EXERCISE: Report every line of the entries that contains the word "project".

[Items listed in a dataset]
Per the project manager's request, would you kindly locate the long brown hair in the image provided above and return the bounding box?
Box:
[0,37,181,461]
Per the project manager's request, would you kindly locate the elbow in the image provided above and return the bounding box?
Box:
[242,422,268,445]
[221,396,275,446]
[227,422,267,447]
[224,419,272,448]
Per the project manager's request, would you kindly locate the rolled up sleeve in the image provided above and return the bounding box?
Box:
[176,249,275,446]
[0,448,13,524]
* * *
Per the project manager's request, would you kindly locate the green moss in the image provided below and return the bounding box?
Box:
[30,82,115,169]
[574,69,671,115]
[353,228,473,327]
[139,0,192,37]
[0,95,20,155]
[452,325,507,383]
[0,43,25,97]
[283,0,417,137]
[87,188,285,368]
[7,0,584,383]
* * *
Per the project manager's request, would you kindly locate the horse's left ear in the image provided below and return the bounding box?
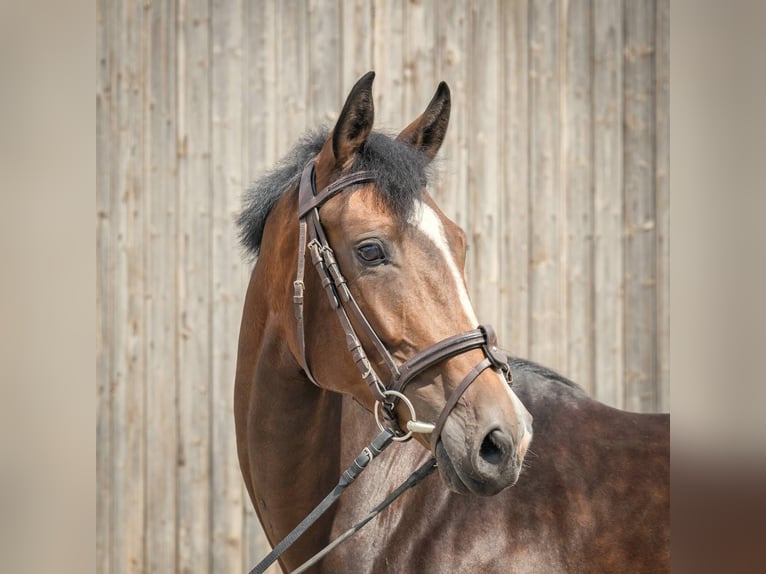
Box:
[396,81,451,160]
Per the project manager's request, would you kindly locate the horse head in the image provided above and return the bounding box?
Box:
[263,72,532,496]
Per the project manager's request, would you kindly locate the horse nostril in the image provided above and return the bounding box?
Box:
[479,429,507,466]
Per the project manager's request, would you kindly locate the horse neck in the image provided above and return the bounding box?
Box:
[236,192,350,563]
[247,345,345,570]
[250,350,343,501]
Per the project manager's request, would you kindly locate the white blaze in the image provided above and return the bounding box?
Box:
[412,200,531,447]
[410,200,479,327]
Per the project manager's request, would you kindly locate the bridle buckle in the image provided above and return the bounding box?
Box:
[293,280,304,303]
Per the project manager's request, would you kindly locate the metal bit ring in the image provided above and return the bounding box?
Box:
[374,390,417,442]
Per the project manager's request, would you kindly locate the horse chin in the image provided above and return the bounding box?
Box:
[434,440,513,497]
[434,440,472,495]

FINISHED TASK:
Per the project manager's request, would you kindly locate the long brown hair in the image provided above and return the bounding box?
Per the project manager's request, would you kindly locate the elbow in the image provided above and return the bounding box?
Per the project manager's request, would you kindly locate the rolled up sleeve in the image provided above and return the bounding box?
Per the project manager's request, would you kindly locate the green moss in the image provided below and return the bounding box?
Per the project manager's request, would you kindly locate the horse's left ear in the image provided below and return the bounding box?
Per the project manager's request, would you kindly locate the horse head in the image provided above and return the bounding box?
Per the project manager's request, would you kindly locate the horse nostril in the image provided above and return the bounding box?
Per the project manager's request, would you kindly locate the horse neck in the image provided above and return the bounding box?
Per the project manager's request, would you kindly locate the white blaze in the image provided above and return the bounding box?
Per the project manager's request, would you kindly locate the bridle buckle in the image provided above and return the bounding box?
Per the project manager's request, would you kindly locate the metal bit ring in the image provided above and return the bounding box?
Per the project manager's request, would you kindly locate the horse chin in the image provided above and return the bounding box?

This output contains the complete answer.